Palestine, le jour d’après : pari macabre vs espoir de libération

 

 

 Par Noureddine Ait Messaoudene, PhD, professeur des universités à la retraite

«Mais patience ! La rancune
Est l’âme du vieil océan ;
Depuis bien des retours de lune
Le déluge prend son élan !»
Sully Prudhomme, Stances et Poèmes

Introduction – L’effet papillon
En revoyant les images de ces frêles parapentes emportant les combattants de Hamas dans leur offensive audacieuse du 7 octobre, on ne peut s’empêcher de penser à l’effet papillon (butterfly effect). C’est une expression tirée d’une conférence d’Edward Lorenz qui dit qu’un battement d’ailes de papillon au Brésil peut conduire à une tempête au Texas.
C’est une théorie selon laquelle une chaîne d’événements qui se suivent les uns les autres et dont le précédent influe sur le suivant peut, à partir d’un événement insignifiant au début de la chaîne, aboutir à une situation catastrophique à la fin ; ou du moins très différente de la situation initiale. On peut désormais dire que Hamas a été bien inspiré dans le choix du nom de l’opération : déluge d’Al Aqsa. En faisant une recherche préliminaire à ce stade dans les publications anglophones sur le sujet de Ghaza dans l’après-guerre, on peut d’ores et déjà se faire une idée des orientations qui prédominent dans les centres de réflexion (think tanks) qui, souvent, servent d’appuis aux cercles de décision en Occident ; particulièrement aux Etats-Unis.
Pour mettre la pensée occidentale en perspective, il est bon de rappeler le contenu d’une note de recherche de 2017 de la RAND Corporation, citée dans un article de Vox, juste au lendemain de l’opération «déluge d’Al Aqsa». Selon cette note, Israël a la capacité militaire d’anéantir le Hamas, mais cela pourrait peut-être être encore plus risqué, étant donné qu’une organisation encore plus extrême pourrait arriver au pouvoir. La stratégie est donc devenue de «tondre l’herbe» (mowing the lawn) – en acceptant son incapacité à résoudre le problème de manière permanente et en ciblant à plusieurs reprises les dirigeants des organisations militantes palestiniennes pour maintenir la violence à un niveau gérable. «Nous voulons leur briser les os sans les mettre à l’hôpital», avait déclaré un analyste de la défense israélienne aux auteurs de la note de recherche.
Un tel rappel est d’une importance primordiale pour bien comprendre qu’une action d’envergure du Hamas était inéluctable devant la politique de gestion d’un statu quo, consenti de facto, qui fait de Ghaza un grand camp de concentration.

— CONSIGNES —
Reprenez le texte sur Ghaza après la guerre à la suite de sa dernière phrase et poursuivez-le.

— DONNÉES EXTRAITES —
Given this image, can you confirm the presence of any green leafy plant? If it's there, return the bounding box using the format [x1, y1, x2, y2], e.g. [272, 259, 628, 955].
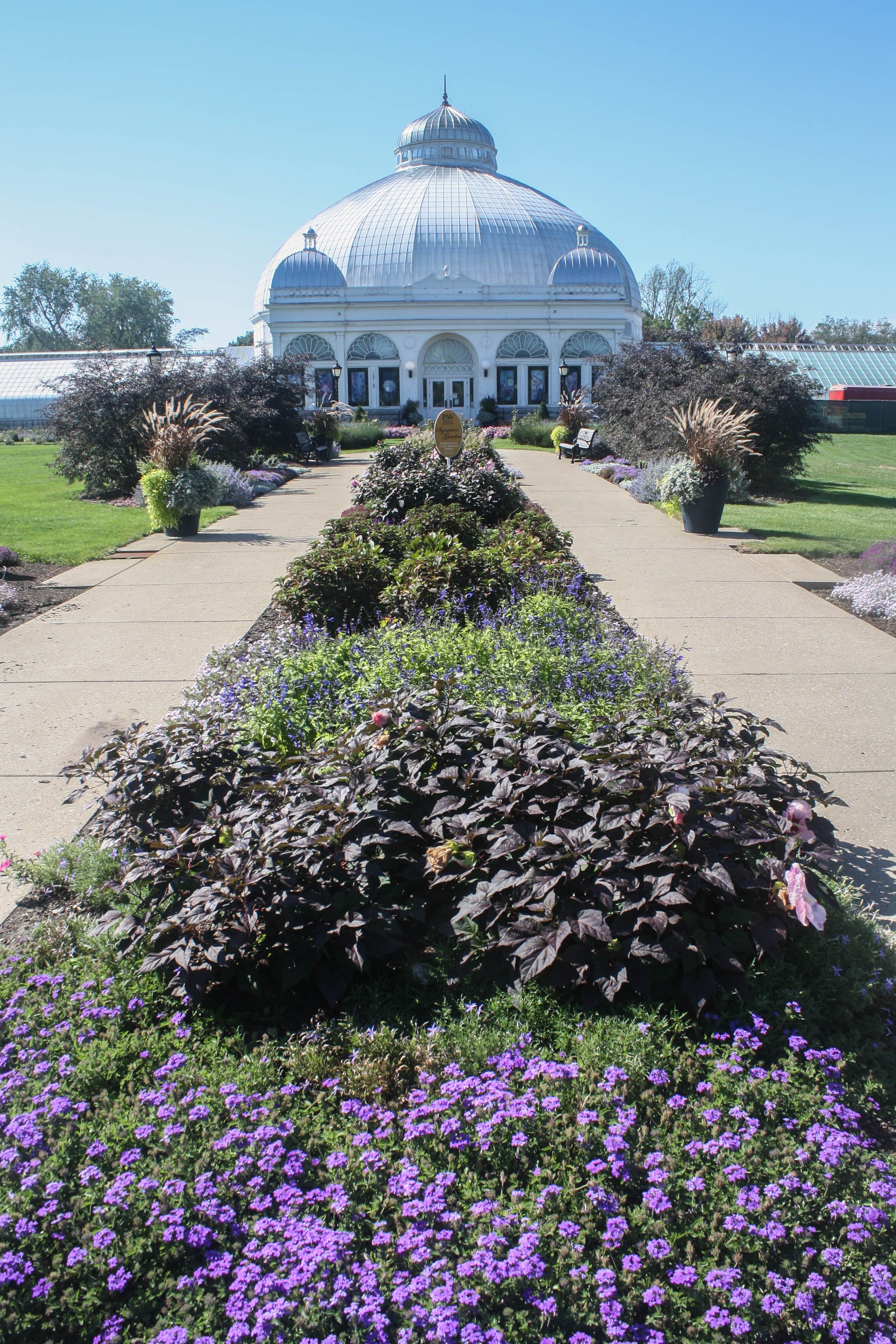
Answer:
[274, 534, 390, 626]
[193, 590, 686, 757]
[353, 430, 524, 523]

...

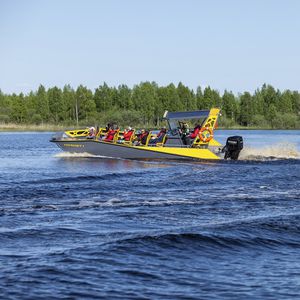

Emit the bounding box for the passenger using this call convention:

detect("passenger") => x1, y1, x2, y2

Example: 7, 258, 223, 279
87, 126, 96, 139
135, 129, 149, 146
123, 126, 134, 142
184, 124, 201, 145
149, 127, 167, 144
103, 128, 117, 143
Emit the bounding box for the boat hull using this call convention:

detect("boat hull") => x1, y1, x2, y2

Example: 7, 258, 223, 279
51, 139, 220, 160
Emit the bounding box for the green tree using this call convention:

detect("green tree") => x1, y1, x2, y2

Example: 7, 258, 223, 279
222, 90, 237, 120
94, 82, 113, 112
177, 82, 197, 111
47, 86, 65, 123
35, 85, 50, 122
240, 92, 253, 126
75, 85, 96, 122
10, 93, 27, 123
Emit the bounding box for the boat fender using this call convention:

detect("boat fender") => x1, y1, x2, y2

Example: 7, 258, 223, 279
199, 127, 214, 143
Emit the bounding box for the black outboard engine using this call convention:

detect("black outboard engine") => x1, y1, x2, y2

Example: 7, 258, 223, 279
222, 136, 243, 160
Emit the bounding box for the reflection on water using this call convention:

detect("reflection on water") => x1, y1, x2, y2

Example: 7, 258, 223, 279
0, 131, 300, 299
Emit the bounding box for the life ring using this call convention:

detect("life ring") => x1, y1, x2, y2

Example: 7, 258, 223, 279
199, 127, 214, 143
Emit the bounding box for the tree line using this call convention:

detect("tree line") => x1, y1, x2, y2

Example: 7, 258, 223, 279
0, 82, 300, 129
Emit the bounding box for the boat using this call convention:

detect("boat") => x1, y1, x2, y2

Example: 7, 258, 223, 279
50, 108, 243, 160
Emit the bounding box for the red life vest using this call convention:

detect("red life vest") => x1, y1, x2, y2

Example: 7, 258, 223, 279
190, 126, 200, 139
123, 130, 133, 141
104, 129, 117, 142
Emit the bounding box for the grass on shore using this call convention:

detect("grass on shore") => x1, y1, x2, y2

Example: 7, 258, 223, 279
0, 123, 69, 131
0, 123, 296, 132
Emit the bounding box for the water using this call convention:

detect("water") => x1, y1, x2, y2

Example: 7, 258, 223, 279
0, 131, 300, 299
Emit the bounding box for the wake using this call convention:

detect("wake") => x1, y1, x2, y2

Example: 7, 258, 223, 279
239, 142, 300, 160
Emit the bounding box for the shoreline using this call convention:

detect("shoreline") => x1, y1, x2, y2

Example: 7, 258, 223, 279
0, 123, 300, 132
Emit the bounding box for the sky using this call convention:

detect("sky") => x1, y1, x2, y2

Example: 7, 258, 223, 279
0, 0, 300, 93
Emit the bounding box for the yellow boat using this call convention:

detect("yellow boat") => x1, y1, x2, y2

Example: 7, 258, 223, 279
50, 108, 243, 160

---

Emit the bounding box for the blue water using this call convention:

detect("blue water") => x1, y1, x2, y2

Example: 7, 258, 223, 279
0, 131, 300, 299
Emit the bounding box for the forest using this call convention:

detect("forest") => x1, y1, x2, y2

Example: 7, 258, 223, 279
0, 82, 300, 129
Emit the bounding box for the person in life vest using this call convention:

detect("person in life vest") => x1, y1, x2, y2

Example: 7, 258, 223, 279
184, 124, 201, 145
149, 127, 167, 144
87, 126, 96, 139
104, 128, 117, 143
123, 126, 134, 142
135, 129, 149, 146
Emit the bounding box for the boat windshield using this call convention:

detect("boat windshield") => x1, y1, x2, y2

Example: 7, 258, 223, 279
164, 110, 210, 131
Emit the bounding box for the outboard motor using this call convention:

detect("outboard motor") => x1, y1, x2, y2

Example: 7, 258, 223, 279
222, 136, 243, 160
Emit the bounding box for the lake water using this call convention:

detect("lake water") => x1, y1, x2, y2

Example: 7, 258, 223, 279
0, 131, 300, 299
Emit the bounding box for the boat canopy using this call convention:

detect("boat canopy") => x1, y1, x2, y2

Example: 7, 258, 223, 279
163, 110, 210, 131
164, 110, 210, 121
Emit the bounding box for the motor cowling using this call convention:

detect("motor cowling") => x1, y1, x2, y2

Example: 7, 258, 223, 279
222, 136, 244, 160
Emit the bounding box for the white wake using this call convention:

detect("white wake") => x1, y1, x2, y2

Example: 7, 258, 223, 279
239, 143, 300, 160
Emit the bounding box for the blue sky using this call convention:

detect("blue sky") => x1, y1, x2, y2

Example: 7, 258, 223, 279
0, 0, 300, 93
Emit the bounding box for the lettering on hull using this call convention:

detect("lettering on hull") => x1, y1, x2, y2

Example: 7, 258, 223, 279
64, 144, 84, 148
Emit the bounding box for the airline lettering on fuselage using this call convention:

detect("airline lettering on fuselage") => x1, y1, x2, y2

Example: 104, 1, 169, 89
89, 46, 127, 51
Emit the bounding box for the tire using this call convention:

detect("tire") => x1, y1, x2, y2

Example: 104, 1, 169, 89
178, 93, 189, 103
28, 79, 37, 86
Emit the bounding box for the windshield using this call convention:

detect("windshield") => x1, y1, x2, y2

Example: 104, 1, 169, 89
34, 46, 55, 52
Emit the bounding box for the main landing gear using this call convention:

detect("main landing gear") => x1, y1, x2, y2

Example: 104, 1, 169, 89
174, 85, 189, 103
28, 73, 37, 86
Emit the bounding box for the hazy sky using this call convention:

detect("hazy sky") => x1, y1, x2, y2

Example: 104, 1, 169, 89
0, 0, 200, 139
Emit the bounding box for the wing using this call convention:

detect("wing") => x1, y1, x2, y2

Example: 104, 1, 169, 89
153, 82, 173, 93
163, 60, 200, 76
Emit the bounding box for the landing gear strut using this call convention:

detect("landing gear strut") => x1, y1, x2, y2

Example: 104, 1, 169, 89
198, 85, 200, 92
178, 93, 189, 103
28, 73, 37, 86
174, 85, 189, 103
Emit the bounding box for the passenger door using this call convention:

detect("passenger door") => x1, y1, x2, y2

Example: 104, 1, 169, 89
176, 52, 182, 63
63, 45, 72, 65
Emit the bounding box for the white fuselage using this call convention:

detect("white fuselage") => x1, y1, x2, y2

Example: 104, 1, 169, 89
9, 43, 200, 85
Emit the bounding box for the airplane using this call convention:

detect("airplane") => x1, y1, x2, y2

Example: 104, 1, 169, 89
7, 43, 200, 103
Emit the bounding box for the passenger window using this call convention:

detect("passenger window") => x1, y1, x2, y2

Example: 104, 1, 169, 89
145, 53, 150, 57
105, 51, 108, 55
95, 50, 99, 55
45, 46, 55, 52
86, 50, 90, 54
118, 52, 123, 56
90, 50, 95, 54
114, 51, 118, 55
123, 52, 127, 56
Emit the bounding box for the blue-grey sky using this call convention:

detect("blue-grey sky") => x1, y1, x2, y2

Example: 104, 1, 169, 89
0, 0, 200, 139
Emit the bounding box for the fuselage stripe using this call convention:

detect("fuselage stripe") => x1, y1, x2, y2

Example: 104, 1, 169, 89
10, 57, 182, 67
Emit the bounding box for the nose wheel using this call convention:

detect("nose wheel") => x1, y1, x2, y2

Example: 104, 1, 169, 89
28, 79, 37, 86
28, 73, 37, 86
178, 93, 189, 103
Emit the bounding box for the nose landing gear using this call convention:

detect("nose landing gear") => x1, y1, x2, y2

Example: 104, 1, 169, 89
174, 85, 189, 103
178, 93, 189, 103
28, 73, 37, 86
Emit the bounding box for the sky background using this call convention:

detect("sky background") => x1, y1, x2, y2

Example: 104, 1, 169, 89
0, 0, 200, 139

— RÉPONSE DEMANDÉE —
Par ailleurs, le lecteur est invité par lui-même à noter à quel point ces centres de réflexion peuvent arriver à des conclusions erronées. L’offensive menée par le Hamas le 7 octobre a en effet fait voler en éclats les assurances arrogantes du prétendu contrôle du niveau de nuisance de Hamas par Israël. Pour les Algériens, cela rappelle un autre rapport, très médiatisé en son temps mais qui a été complètement balayé par le cours réel des évènements (Graham Fuller-Algeria, the next fundamentalist state ? 1996).

Certitudes occidentales
Pour Jon B. Alterman, vice-président du CSIS (12 octobre), bien que l’issue de la guerre soit incertaine, il est probable qu’elle se termine par un coup décisif d’Israël contre le Hamas, détruisant ses infrastructures et ses stocks d’armes. Cependant, l’auteur souligne l’incertitude quant à la situation politique à Ghaza après la fin des combats. L’auteur conclut en soulignant que la violence ne déterminera pas le vainqueur de la guerre, mais que la victoire sera décidée à la table des négociations. Selon lui, la défaite du Hamas est envisagée avec quasi-certitude, soulignant l’importance des négociations pour parvenir à une solution durable.
Dans un article du 16 octobre, le correspondant en affaires internationales de la BBC, Paul Adams, rapporte les déclarations selon lesquelles Israël souhaite seulement éliminer Hamas, sans avoir l’intention de réoccuper une zone évacuée il y a près de 20 ans. Cependant, les avertissements demandant aux habitants de Ghaza de quitter leurs maisons suscitent des craintes quant à un agenda caché, rappelant la Naqba de 1948. La perspective d’un règlement post-conflit semble lointaine, avec des incertitudes sur la capacité d’Israël à déloger complètement le Hamas et des préoccupations concernant un vide gouvernemental et une crise humanitaire majeure.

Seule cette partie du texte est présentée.